## What to do
Output, word for word, the lines of this listing that fall between the line with "positive clicks: (9, 379)" and the line with "positive clicks: (917, 845)", counting both of those lines, and no others.
[Data for review]
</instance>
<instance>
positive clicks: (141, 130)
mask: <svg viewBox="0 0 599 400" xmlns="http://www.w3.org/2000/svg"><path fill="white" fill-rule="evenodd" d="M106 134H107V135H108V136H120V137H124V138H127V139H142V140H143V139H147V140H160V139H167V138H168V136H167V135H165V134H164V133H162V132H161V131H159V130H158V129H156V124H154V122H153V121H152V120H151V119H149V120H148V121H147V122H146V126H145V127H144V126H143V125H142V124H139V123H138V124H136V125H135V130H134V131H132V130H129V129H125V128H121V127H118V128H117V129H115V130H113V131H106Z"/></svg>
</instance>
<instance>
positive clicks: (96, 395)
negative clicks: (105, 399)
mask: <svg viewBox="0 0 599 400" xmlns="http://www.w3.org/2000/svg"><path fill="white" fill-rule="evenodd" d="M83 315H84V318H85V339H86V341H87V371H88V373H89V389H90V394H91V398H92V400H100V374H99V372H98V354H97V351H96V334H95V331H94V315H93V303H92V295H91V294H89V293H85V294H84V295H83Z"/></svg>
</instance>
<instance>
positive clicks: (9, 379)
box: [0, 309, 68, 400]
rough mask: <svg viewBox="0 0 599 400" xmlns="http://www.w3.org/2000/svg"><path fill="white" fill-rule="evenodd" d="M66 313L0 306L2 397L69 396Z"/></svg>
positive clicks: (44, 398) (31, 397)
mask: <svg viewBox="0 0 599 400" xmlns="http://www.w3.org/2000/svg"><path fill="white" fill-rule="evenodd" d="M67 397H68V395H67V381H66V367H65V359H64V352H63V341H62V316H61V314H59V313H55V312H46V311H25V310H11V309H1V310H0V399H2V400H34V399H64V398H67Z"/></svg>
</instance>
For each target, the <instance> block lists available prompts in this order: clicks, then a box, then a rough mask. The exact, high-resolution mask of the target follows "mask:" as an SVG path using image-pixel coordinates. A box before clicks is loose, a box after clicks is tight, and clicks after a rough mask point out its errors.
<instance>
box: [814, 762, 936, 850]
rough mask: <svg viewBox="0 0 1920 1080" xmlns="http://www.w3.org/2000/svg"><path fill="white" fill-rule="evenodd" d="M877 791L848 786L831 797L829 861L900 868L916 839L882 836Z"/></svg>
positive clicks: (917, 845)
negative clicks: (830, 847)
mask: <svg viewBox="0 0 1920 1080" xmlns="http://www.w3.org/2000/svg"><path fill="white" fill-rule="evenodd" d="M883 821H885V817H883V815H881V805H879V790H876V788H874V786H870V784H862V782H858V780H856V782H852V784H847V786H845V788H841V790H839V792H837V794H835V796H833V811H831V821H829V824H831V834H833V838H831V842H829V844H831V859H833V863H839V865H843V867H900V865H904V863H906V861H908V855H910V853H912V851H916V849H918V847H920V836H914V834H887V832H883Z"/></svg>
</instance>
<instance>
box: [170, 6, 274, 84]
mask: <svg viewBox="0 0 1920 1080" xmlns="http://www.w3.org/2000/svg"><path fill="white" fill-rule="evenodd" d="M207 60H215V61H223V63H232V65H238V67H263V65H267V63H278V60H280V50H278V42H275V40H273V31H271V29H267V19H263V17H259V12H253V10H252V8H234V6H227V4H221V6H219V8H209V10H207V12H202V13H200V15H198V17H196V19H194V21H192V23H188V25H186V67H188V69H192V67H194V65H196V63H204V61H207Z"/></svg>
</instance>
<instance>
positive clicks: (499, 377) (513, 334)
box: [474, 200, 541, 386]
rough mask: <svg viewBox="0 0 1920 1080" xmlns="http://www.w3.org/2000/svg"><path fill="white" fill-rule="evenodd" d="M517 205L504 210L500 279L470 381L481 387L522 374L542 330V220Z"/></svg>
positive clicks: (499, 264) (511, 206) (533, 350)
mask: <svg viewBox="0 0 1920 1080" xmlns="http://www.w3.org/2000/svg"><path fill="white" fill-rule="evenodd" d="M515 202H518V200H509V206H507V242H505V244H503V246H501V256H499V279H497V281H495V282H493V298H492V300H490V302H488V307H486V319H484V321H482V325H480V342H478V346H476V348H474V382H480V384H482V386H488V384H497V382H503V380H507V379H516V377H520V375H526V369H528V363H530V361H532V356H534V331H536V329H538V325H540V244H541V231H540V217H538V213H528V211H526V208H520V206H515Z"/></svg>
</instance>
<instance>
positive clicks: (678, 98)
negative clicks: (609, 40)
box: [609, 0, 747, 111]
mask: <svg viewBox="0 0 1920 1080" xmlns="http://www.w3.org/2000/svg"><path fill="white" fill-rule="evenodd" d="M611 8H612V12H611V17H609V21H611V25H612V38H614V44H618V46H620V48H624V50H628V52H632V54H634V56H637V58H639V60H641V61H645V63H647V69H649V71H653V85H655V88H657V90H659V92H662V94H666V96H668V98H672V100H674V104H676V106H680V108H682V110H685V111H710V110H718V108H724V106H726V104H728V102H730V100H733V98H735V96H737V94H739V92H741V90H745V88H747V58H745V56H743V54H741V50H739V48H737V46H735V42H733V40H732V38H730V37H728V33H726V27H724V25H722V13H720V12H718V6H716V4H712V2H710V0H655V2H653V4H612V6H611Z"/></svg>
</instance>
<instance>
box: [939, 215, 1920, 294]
[/Data for review]
## Expected answer
positive clicks: (9, 379)
box: [0, 309, 68, 400]
rough mask: <svg viewBox="0 0 599 400" xmlns="http://www.w3.org/2000/svg"><path fill="white" fill-rule="evenodd" d="M66 313L0 306L2 397L69 396Z"/></svg>
positive clicks: (44, 398) (31, 397)
mask: <svg viewBox="0 0 599 400" xmlns="http://www.w3.org/2000/svg"><path fill="white" fill-rule="evenodd" d="M67 397H68V395H67V381H66V367H65V359H64V352H63V341H62V316H61V314H59V313H55V312H46V311H25V310H11V309H1V310H0V399H2V400H34V399H64V398H67Z"/></svg>
</instance>
For each target, the <instance> block lists available prompts in this order: clicks, then a box, then a rough mask. The exact, high-resolution mask of the target follows "mask:" as an SVG path using image-pixel coordinates. A box before clicks is loose, a box after clicks is tight, and clicks after a rough mask point out its errors.
<instance>
box: [814, 762, 936, 850]
rough mask: <svg viewBox="0 0 1920 1080" xmlns="http://www.w3.org/2000/svg"><path fill="white" fill-rule="evenodd" d="M877 791L848 786L831 797L829 861L900 868L916 839L882 836Z"/></svg>
positive clicks: (917, 845)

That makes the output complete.